Location identification records
★ ★ ★

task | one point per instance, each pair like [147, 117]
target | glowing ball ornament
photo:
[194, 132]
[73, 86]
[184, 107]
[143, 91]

★ ★ ★

Rewrite the records above, changing "glowing ball ornament" to "illuminated sphere decoration" and leaving everything else as it is.

## The response
task | one point per instance, each pair like [147, 117]
target | illuminated sphere decoration
photo:
[194, 132]
[73, 86]
[184, 107]
[143, 91]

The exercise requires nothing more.